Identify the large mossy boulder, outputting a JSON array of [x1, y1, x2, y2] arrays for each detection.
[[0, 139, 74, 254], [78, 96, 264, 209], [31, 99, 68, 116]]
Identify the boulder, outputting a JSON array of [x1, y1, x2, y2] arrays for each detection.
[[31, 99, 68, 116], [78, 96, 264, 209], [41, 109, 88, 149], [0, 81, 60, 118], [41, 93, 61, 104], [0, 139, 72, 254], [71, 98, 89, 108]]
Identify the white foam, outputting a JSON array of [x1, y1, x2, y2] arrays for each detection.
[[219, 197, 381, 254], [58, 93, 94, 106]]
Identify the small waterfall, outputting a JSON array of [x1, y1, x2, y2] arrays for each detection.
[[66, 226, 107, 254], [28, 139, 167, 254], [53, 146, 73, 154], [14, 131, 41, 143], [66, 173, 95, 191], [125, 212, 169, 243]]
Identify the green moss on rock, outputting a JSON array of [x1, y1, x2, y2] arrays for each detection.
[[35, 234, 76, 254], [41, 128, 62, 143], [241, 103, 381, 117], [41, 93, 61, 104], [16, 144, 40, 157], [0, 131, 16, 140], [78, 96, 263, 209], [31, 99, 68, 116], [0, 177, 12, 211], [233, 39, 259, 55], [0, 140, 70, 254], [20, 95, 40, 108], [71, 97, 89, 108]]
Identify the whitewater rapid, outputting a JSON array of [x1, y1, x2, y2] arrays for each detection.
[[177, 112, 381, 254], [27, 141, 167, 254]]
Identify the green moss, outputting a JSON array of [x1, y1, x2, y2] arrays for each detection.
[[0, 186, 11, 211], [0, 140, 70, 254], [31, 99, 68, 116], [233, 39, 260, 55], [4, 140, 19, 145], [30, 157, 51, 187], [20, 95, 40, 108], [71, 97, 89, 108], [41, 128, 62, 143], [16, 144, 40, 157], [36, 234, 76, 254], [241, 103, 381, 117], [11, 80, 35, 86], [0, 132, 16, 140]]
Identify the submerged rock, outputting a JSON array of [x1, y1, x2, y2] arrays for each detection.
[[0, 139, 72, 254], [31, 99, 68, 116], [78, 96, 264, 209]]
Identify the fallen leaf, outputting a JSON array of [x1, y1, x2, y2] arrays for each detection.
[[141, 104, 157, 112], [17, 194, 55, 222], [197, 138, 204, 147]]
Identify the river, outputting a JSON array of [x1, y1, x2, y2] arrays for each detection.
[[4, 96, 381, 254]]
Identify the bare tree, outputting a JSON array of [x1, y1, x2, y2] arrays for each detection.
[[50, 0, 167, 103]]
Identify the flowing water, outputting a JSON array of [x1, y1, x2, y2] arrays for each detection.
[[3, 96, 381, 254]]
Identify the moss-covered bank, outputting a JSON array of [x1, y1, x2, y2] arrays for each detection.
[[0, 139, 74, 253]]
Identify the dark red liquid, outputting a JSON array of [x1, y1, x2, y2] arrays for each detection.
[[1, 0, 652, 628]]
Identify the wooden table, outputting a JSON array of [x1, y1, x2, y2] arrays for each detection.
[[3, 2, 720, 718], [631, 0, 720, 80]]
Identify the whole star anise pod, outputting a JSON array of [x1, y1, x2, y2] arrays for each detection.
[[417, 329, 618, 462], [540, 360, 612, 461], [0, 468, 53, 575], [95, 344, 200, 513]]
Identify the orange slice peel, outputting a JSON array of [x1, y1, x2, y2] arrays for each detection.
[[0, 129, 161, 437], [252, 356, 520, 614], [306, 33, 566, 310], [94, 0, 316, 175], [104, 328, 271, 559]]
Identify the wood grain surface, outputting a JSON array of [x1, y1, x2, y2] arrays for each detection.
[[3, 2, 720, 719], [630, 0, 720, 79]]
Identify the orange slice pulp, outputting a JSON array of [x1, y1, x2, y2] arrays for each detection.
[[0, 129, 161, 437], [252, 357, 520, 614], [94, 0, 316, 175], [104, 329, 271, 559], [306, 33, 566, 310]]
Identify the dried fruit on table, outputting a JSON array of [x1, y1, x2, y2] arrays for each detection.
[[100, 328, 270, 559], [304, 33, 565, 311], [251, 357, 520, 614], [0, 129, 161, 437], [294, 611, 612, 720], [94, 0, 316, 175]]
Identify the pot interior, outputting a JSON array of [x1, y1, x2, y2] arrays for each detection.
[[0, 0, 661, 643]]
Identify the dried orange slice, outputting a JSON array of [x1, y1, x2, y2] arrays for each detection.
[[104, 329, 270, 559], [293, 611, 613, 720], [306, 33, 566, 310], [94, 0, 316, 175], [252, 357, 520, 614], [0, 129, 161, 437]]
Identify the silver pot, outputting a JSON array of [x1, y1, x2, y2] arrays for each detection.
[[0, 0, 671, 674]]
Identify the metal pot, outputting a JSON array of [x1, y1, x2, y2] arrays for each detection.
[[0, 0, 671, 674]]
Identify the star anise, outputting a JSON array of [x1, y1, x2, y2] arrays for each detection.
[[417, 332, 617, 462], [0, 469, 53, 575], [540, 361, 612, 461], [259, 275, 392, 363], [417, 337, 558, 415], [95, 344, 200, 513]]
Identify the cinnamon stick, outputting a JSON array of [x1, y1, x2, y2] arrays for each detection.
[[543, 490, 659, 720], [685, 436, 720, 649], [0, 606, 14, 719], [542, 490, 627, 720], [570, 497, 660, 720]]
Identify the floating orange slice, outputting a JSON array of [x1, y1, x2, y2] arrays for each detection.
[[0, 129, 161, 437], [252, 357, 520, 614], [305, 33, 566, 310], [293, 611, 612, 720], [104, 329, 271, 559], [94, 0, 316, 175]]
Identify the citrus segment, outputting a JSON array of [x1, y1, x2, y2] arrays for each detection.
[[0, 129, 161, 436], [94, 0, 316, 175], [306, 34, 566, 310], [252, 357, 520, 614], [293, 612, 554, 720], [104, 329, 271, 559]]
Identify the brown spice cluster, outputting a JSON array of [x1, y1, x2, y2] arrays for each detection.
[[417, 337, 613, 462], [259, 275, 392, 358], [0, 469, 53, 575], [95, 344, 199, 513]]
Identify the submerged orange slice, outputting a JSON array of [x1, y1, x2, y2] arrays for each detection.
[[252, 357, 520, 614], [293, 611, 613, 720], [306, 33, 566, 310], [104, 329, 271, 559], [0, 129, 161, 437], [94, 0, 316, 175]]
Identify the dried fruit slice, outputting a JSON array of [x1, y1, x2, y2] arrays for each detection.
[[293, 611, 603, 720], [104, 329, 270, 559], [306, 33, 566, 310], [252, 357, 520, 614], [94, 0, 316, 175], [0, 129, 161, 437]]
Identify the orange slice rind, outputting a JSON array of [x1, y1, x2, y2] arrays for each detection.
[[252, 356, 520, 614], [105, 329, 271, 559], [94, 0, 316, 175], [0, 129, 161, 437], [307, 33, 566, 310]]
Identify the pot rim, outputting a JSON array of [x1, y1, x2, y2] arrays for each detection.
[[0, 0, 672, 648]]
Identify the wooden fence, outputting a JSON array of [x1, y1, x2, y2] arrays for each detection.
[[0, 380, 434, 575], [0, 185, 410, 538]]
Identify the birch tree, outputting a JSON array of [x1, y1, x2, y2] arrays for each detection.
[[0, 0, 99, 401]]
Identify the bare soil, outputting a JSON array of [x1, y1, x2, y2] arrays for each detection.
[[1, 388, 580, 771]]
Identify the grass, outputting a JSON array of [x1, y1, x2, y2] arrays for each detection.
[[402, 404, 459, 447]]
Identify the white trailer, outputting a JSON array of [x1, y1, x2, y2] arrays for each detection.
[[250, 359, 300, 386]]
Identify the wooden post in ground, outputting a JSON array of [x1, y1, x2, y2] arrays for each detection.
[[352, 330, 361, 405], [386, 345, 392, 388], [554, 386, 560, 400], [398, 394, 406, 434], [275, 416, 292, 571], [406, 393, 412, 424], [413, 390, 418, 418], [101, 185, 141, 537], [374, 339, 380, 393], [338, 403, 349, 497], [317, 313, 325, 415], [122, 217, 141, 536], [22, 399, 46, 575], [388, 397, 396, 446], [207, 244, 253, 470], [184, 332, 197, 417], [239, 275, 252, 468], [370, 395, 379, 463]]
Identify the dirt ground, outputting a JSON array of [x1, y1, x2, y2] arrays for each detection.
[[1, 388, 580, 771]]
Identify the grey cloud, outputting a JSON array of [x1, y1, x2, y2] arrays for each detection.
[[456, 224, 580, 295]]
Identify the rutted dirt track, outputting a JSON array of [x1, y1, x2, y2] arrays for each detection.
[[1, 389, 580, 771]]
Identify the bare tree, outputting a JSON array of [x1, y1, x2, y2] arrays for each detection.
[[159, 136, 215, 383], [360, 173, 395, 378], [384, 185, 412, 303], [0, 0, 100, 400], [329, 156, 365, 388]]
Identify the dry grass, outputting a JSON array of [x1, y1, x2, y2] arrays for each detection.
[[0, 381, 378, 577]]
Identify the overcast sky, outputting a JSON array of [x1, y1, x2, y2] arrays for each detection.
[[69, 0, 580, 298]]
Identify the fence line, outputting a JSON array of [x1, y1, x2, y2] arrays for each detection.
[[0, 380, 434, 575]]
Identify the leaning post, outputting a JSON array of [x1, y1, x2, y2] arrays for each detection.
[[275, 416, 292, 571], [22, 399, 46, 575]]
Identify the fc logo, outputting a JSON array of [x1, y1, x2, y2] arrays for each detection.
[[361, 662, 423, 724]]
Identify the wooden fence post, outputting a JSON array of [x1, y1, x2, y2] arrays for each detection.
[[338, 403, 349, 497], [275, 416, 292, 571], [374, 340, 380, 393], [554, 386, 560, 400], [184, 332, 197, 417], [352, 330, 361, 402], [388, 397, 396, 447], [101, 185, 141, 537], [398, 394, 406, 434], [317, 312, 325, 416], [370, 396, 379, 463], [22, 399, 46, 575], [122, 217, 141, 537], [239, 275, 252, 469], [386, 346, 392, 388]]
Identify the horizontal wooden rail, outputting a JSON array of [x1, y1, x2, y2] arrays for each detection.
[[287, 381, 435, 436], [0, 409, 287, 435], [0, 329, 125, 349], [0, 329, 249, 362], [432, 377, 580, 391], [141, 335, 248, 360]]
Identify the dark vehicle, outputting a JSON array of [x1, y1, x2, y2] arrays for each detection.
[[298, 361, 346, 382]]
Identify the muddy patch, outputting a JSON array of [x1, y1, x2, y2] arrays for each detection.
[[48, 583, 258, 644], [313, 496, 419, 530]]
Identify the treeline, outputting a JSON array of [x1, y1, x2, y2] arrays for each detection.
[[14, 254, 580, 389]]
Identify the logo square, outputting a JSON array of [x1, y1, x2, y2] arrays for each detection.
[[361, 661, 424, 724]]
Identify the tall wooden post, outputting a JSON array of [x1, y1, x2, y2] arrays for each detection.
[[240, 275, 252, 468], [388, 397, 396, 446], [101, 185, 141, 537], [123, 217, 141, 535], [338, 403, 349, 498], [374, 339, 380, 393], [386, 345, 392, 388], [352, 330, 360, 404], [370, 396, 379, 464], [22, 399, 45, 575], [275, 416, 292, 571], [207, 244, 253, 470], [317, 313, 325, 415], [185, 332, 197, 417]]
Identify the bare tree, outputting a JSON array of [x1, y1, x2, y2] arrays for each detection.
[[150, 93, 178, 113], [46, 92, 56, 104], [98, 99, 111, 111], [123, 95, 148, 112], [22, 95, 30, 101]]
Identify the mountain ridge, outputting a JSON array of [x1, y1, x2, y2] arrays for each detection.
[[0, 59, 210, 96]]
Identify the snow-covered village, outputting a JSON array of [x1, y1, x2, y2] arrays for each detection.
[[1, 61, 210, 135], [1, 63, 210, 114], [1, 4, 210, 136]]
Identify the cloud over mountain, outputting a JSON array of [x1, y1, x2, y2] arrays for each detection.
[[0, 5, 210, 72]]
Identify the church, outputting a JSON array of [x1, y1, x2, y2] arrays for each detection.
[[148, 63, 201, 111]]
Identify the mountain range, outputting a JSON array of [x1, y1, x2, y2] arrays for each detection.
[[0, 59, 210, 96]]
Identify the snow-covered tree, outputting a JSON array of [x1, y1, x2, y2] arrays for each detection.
◆ ◆ ◆ ◆
Your objective: One line contains "Identify the church, outputting". Return that line and every later line through the end of the listing above, exactly, and nothing else.

The completed task:
Identify the church, outputting a JSON array of [x1, y1, x2, y2] arrays for each detection.
[[148, 63, 201, 111]]
Identify the mountain range, outputting a JSON array of [x1, y1, x2, y2] arrays for each detection.
[[0, 59, 210, 96]]
Identify the snow-covered tree, outputting a JSON array of [x1, y1, x2, y2] arrays for each detection.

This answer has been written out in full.